**What the exercise asks:** Put everything in the listing below from the line containing "Locate the shrub;" down to the end of the listing into a JSON list of strings, with one string per line and blank lines left out.

**Exercise input:**
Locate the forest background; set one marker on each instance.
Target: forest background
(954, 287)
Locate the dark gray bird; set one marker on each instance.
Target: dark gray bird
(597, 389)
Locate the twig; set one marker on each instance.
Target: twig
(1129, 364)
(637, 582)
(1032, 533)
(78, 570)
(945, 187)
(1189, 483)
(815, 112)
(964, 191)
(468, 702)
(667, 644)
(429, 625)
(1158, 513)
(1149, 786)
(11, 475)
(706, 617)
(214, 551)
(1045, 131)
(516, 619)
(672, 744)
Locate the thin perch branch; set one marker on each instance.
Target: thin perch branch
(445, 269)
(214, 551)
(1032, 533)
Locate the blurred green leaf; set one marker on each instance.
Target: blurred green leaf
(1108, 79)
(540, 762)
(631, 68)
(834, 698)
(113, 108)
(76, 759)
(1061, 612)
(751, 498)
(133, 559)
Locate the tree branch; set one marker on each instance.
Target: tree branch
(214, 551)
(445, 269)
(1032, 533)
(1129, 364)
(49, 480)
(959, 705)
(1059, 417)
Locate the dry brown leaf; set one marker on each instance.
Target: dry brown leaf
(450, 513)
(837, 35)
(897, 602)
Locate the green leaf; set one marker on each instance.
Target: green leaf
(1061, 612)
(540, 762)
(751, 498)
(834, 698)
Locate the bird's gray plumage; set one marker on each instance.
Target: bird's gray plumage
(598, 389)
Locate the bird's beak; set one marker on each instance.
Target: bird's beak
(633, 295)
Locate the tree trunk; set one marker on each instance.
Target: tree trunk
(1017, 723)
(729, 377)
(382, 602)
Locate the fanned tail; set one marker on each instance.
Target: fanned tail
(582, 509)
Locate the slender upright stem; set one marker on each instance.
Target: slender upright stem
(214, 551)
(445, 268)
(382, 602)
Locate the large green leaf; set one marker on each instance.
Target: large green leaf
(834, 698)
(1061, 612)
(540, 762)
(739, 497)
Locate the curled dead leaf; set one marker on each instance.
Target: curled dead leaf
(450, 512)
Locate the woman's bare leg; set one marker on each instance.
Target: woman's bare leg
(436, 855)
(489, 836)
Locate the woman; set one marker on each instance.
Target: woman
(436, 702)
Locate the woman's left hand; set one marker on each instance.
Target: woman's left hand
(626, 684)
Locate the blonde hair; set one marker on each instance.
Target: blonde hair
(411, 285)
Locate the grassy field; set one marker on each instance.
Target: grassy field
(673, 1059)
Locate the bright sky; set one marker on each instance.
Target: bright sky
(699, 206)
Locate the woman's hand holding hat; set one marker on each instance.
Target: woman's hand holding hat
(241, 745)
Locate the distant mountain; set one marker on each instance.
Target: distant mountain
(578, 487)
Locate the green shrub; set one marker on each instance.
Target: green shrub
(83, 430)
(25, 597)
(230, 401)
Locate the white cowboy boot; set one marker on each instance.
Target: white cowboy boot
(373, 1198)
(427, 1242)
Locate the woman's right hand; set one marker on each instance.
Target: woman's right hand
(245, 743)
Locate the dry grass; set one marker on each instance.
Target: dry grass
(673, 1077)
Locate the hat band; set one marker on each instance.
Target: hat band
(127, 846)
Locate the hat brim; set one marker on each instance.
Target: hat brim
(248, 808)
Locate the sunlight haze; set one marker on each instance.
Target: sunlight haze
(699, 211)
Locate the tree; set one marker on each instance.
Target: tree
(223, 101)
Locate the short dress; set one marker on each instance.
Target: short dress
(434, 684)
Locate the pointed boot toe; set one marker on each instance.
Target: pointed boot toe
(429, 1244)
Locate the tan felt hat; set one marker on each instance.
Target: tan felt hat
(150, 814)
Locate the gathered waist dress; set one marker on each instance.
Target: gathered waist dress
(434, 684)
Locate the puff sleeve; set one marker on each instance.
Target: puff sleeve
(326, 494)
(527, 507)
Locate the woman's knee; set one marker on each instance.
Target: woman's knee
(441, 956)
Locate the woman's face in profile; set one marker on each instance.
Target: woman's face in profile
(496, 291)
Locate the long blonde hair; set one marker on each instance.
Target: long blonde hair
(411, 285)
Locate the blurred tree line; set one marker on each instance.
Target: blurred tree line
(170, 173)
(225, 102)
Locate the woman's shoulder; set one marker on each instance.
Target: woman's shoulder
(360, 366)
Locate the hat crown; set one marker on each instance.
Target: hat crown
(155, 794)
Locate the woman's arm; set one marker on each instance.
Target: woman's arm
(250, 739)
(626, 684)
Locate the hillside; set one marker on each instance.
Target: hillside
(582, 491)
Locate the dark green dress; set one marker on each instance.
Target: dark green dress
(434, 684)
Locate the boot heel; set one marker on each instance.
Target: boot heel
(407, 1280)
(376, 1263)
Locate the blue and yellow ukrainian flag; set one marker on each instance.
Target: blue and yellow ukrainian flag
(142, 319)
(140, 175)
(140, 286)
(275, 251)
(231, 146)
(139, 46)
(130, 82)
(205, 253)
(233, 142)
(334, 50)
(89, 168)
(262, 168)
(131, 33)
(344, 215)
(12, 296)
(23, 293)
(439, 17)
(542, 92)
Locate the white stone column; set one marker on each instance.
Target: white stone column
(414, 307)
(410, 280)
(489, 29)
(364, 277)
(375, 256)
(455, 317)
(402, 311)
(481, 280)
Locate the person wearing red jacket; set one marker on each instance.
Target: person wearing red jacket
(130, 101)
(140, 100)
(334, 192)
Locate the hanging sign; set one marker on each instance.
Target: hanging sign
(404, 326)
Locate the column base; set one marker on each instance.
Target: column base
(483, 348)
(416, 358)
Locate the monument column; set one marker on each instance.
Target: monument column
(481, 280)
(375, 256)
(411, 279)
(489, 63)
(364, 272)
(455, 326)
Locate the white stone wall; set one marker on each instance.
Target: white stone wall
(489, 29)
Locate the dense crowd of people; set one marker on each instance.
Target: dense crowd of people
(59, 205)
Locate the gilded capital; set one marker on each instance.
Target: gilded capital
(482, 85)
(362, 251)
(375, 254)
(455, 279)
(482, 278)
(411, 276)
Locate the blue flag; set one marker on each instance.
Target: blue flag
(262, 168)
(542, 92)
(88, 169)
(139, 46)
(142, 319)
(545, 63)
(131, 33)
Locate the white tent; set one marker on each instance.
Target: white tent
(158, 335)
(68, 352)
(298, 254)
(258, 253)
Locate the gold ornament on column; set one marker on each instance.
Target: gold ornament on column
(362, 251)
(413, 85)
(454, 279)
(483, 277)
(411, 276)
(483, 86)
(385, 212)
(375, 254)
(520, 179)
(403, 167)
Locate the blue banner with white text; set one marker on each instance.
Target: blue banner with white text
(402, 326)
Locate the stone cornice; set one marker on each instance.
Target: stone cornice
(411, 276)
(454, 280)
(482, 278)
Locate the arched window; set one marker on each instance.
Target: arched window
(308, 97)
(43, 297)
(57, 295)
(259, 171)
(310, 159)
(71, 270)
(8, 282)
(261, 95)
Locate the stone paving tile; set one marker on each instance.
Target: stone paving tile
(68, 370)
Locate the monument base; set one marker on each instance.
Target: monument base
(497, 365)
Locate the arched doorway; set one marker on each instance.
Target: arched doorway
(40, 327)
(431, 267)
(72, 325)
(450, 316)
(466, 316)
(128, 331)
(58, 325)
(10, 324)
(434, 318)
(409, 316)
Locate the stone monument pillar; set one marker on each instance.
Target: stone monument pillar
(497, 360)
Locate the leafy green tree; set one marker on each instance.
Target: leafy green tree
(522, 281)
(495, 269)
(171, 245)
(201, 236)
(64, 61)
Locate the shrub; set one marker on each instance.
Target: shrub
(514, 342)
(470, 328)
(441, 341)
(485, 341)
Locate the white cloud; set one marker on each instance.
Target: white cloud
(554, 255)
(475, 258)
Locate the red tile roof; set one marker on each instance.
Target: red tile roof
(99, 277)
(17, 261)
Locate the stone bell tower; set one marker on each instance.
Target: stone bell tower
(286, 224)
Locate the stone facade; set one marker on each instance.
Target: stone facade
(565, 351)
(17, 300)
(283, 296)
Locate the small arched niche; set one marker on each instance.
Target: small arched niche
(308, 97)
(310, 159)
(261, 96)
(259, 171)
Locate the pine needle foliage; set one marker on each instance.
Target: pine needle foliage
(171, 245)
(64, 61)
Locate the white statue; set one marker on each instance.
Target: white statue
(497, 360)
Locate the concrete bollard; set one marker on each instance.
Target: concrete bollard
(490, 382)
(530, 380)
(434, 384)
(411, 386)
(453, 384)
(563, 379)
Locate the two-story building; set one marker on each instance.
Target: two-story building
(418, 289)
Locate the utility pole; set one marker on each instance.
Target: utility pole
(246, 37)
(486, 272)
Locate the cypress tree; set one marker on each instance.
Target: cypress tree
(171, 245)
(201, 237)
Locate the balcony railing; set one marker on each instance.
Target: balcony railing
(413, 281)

**Solution to the exercise:**
[
  "Locate the shrub; set one marker on each instance.",
  "Target: shrub",
  "(514, 342)",
  "(470, 328)",
  "(441, 341)",
  "(485, 341)",
  "Locate the white cloud; set one marker on each instance.",
  "Target: white cloud",
  "(554, 255)",
  "(475, 258)",
  "Locate the red tile roof; set one marker on each instance.",
  "Target: red tile roof",
  "(99, 277)",
  "(17, 261)",
  "Locate the stone bell tower; set one marker on each instance.",
  "Target: stone bell tower",
  "(286, 224)",
  "Locate the stone facade; set one marker on each instance.",
  "Target: stone facade",
  "(565, 351)",
  "(17, 300)",
  "(283, 296)",
  "Locate the small arched niche; set one marker on each instance.",
  "Target: small arched niche",
  "(308, 97)",
  "(310, 159)",
  "(261, 96)",
  "(259, 171)",
  "Locate the pine needle foliage; set one marker on each instance.",
  "Target: pine needle foliage",
  "(171, 245)",
  "(64, 61)",
  "Locate the white statue; set one marker on each instance.",
  "Target: white statue",
  "(497, 360)",
  "Locate the concrete bollard; set one marker on each instance.",
  "Target: concrete bollard",
  "(490, 382)",
  "(530, 380)",
  "(434, 384)",
  "(411, 386)",
  "(453, 384)",
  "(563, 379)",
  "Locate the two-story building; set one marker on each instance.",
  "Target: two-story building",
  "(418, 289)",
  "Locate the utility pole; set one marker on each instance.",
  "Target: utility pole",
  "(246, 37)",
  "(486, 272)",
  "Locate the cypress tree; set one marker on each instance.",
  "Target: cypress tree",
  "(171, 245)",
  "(201, 237)",
  "Locate the balcony railing; set one marker on each instance.",
  "Target: balcony railing",
  "(413, 281)"
]